(Your assignment): In the entries below, how many lines contain the word "pair"? State the number and nothing more.

(Records supplied):
====
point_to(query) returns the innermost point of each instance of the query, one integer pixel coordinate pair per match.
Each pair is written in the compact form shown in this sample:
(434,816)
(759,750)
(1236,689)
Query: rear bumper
====
(Output of the exercise): 2